**Things to do:**
1. According to the Cynthia Houniuhi biography, which government official's support propelled Houniuhi and her organization forward?
2. Summarize the Cynthia Houniuhi biography in two sentences.
3. Write a continuation of the Cynthia Houniuhi biography, picking up right after its final sentence.

(Text for analysis)

Solomonese environmental activist and professor

Cynthia Rosah Bareagihaka Houniuhi (born 1993 or 1994) is a Solomonese environmental activist and professor who is most known for being a co-founder of and serving as President of Pacific Island Students Fighting Climate Change, which successfully convinced the International Court of Justice to issue its 2025 Advisory Ruling on the Obligation of States in Cases of Climate Change. She currently works as a Lecturer of Law at the University of the South Pacific, her alma mater. She was named a Time 100 Next in 2023, and a Time Climate 100 in 2025.

==Biography==
She was born and raised in the Reef Islands, an island chain within the Solomon Islands. She has frequently reflected on her youth in the islands, where she planted crops, fished, hunted, and was taught about the importance about caring for the environment. She first realized the problem of climate change and rising tides when, during a visit to her father's island, she observed houses deep in salt water and families evacuated.

She began law school at the University of the South Pacific. During her third year of law school, in 2019, her lecturer tasked her class with promoting climate justice. They soon thought of getting the International Court of Justice to issue an advisory opinion on climate justice, and after some hesitation, formed Pacific Island Students Fighting Climate Change in an effort to do just that. After a start involving crowdfunding the necessary money for their first banner, Houniuhi and her organization were propelled by the support of Ralph Regenvanu, Vanuatu's Minister of Foreign Affairs and Trade.

(End Text for analysis)
(Given data)

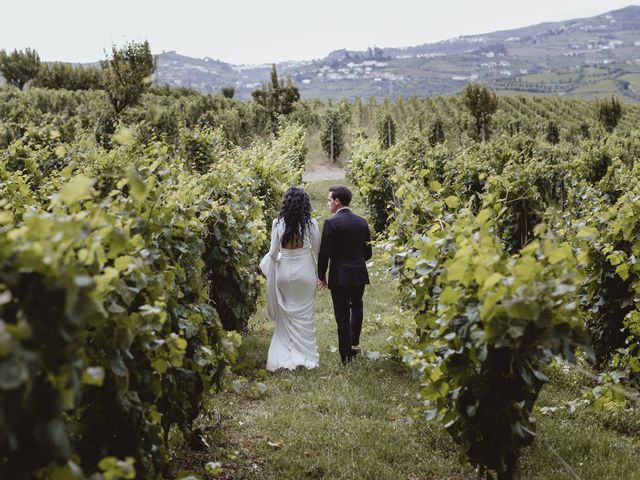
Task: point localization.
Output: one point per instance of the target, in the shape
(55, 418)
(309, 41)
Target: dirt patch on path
(323, 172)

(End Given data)

**Per-task outputs:**
1. Ralph Regenvanu, Vanuatu's Minister of Foreign Affairs and Trade.

2. Cynthia Houniuhi is a Solomonese environmental activist and law lecturer at the University of the South Pacific who grew up in the Reef Islands. She co-founded and leads Pacific Island Students Fighting Climate Change, a group formed in 2019 during law school that convinced the International Court of Justice to issue its 2025 advisory ruling on states' obligations regarding climate change.

3.
By 2023, the United Nations had issued a unanimous request for this advisory opinion. Houniuhi herself took the stand during the International Court's hearing to present a six-minute speech focusing on what she called the fundamental injustice of the harms being done to Pacific Island nations by climate change when they contributed only a tiny fraction of the damage. The court ultimately ruled that nations are responsible if they fail to stop the climate crisis, the Paris Agreement is binding, and extraction of fossil fuels could be considered a crime.

She was named to the Time 100 Next in 2023; her profile was written by Mary Robinson. She was also named to the Time Climate 100 in 2025.

She currently works as an Assistant Lecturer of Law at the University of the South Pacific.